- Extrait du texte -
──────────
Gilles Ménage – Dictionnaire étymologique (à partir des racines du bas latin), et Le Parnasse alarmé (contre les puristes et Vaugelas).
Le jésuite Dominique Bouhours suit Vaugelas. Il critique la traduction du Nouveau Testament par les jansénistes de Port-Royal, trop inventifs. Il promeut le bon usage.
Le parler de référence est celui de la Cour : les provinciaux ont beau se polir en lisant les bons auteurs, il leur reste, après toutes leurs lectures, « je ne sais quelle crasse dont ils ne sauraient se défaire » !
Le génie de la langue française consiste non dans le caractère synthétique du latin, ni la métaphorisation de l’espagnol ou de l’italien, mais du laconisme, de l’ingéniosité dans la formulation : élégance, justesse, délicatesse.
Bouhours inaugure un style, une disposition, une langue classique, à mi chemin entre le parler et l’écrit.
1670-1680 : Divers traités de rhétorique posent des questions de grammaire.
Le français est langue de poésie – sans craindre le latin ou le grec. D’ailleurs, ceux qui sont trop savants en latin ne peuvent avoir accès à la poésie française. Il s’agit d’une idéalisation linguistique.
La défense et valorisation du français doit être connu de tout citoyen. On promeut le génie de la langue française. Entre 1660 et 1680, le sentiment d’infériorité du français par rapport au latin laisse place à un français conquérant, arrivé à la perfection.
Les recherches, notamment étymologiques, ne sont plus centrées sur le latin, mais s’ouvrent à toutes sortes de langues. Voir Leibniz, Comenius…
Début 17ème s., les ouvrages scientifiques ou philosophiques sont majoritairement en latin. Fin 17ème, le latin tombe à moins de 10 %. Il n’est plus guère utilisé que dans l’Église.
1666, l’Académie des sciences traite les arts et les sciences en français.
1605, paraît le premier périodique français, le Mercure de France.
1624 : la Sorbonne autorise la soutenance de thèses en français.
1637 : Descartes, Discours de la méthode… Les querelles philosophiques se déploient désormais en français.
Le besoin d’un lexique adapté aux sciences modernes entraîne la création de nombreux termes selon les racines latines, mais surtout grecques.
La fin du 17ème voit le développement des langues de spécialités (scientifiques). Des mots, dans un cadre scientifique, peuvent recevoir des sens nouveaux.
Milieu 16ème s., un mouvement de réforme de l’orthographe se développe, mais il est interrompu par les guerres de religion. Ce n’est qu’à partir du milieu du 17ème qu’une nouvelle réforme de l’orthographe s’enclenche. Milieu 17ème s., il y a un décalage entre la prononciation et le système de notation. Le premier mouvement de réforme de l’orthographe vient des imprimeurs (notamment hollandais, non soumis à l’approbation du roi). Ainsi, ils distinguent i et u de j et v. + accent circonflexe + t et d devant le s du pluriel…
Paraissent différents essais de nouvelle orthographe, plus phonétique – critiqués par l’Académie qui reconnaît les irrégularités dans l’écriture des sons, mais demande de les conserver (comment prononcer « second » ?) : seul l’usage, la fréquentation des locuteurs permet cet apprentissage.
──────────
Extraits d'un jeu de données d'annotation de lieux

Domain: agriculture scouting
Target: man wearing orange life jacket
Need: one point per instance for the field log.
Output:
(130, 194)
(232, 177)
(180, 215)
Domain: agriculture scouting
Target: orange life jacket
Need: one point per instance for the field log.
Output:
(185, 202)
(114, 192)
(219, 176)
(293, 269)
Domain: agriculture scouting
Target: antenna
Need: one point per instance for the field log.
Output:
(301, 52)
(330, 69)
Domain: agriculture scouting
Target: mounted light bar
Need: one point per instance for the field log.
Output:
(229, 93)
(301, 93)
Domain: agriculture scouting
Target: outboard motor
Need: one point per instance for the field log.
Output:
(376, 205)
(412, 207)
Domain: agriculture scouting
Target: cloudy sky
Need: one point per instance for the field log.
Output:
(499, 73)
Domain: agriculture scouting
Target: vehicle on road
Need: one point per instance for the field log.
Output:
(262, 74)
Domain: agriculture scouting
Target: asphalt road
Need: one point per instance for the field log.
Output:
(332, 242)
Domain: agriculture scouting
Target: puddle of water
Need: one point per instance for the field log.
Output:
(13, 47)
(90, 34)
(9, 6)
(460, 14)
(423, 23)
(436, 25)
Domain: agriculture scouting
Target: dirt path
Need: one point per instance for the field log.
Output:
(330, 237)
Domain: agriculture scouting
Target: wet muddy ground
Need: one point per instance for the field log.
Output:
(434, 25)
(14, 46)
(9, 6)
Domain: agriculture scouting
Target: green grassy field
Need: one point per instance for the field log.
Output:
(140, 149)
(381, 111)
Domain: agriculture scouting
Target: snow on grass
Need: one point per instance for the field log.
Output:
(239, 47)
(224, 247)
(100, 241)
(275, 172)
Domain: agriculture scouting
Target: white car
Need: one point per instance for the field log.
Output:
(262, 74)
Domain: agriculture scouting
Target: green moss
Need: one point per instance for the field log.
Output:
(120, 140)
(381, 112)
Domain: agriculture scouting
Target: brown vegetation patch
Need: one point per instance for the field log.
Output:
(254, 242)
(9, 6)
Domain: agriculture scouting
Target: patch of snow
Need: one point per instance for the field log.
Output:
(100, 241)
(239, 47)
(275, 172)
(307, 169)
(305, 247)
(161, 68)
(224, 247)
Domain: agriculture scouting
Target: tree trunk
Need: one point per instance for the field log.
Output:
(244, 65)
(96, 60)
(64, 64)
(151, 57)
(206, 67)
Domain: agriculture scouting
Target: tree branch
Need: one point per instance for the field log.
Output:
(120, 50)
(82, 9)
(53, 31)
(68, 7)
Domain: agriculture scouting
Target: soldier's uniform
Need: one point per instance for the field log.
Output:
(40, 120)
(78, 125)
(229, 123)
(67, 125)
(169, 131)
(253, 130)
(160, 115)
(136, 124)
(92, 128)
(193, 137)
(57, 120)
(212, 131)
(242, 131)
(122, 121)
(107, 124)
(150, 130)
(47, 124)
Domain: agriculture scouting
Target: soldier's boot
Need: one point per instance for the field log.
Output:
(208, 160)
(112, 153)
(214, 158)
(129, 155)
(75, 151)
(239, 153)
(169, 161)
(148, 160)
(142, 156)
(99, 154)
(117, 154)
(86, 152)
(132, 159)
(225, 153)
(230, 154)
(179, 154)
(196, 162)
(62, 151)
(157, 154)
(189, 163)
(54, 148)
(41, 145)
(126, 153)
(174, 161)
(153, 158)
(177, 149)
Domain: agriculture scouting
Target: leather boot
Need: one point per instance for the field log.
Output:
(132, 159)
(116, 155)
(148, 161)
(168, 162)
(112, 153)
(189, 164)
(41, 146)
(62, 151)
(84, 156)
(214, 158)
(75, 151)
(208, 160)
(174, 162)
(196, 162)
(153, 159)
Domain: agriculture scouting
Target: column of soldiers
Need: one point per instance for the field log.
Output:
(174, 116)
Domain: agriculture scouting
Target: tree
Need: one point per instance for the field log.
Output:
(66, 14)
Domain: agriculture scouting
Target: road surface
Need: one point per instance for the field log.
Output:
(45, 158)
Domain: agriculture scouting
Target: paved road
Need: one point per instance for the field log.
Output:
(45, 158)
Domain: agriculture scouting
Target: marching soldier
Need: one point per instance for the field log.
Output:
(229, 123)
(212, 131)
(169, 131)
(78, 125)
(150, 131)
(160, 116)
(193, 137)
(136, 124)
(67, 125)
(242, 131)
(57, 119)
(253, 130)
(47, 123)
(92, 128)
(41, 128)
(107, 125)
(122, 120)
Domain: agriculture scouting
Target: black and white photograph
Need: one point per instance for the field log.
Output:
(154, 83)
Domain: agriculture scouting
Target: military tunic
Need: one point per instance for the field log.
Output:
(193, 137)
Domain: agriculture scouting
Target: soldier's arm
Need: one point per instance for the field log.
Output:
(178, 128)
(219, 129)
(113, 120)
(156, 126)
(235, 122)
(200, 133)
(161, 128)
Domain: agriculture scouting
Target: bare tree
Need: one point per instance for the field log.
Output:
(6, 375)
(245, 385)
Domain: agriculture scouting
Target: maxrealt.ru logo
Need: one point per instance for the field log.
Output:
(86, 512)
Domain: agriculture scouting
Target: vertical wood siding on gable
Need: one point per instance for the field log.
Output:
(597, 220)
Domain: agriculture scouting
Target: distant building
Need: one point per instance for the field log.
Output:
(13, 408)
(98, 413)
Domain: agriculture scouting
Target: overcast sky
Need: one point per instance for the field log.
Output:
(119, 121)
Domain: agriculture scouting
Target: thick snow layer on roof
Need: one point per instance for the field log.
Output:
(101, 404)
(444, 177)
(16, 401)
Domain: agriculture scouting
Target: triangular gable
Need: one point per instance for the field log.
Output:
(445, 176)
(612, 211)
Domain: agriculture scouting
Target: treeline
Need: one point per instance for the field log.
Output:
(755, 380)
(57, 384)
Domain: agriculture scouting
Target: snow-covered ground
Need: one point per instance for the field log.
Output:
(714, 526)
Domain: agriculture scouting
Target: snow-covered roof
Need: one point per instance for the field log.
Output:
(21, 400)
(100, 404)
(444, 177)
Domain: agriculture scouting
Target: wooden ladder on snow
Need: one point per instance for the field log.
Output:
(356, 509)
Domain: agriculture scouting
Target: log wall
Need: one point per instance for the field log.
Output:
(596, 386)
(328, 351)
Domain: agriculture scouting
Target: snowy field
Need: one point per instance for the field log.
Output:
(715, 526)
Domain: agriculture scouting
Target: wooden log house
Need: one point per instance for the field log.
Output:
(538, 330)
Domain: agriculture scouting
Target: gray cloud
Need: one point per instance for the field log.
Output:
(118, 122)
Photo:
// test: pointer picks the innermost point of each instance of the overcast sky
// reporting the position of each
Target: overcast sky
──────────
- Travail à faire -
1: D'après l'extrait sur l'histoire de la langue française, en quelle année la Sorbonne autorise-t-elle la soutenance de thèses en français ?
2: Rédigez la suite de l'extrait sur l'histoire de la langue française, à partir de sa dernière phrase.
Les lignes n'ont aucun rôle dans ce travail.

- Corrigé des exercices -
1: En 1624.

2:
Corneille livre une nouvelle version de ses pièces, revues selon les critiques de l’Académie : en veillant à la correction grammaticale. De même, Andromaque, de Racine, est très critiqué pour son français. Racine s’entoure de grammairiens, comme Bouhours, pour corriger son français – ses pièces deviennent alors des classiques !
Vers 1670 s’élabore le canon de la langue classique – Racine, Boileau, Bouhours.
L’idéal du français est la clarté, brièveté, simplicité, élégance. Se répand une standardisation (niveau moyen/elevé) : les « Belles Lettres ».
Les mots à la mode sont répandus, au dépend de ceux qui sont vieillots et écartés (mais peuvent revenir plus tard, comme souci, volontiers, labeur, incorrect…
Les normes sont imposées par l’aristocratie, anti-intellectualiste. On a besoin de règles « sûres » face aux diverses opinions. C’est une période d’insécurité linguistique.
Fin 17ème s., c’est la pensée de Vaugelas qui s’impose.
Le Dictionnaire de l’Académie a un vocabulaire relativement limité, visant un certain niveau d’écrit. Les exemples cités ne sont pas des citations d’auteurs, mais des inventions du Dictionnaire.
1680 : César-Pierre Richelet, Dictionnaire françois (citant les auteurs, comme références)
1690 : Antoine Furetière, Dictionnaire universel – niveaux de langue différents, termes dialectaux, termes d’art… Il ouvre sur divers domaines scientifiques.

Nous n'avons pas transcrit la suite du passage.